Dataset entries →
────────────────
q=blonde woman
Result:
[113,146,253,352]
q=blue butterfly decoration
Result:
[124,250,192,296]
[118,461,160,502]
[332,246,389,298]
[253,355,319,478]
────────────────
Task directions →
Rewrite every line of the records above, keeping each q= line and each "Result:" line unchanged. Shift all bounding-box coordinates by adding 17 to each number.

Result of the exercise →
q=blonde woman
Result:
[130,163,270,369]
q=blue butterfly decoration
Result:
[141,267,209,313]
[135,478,177,519]
[349,263,406,315]
[270,372,336,495]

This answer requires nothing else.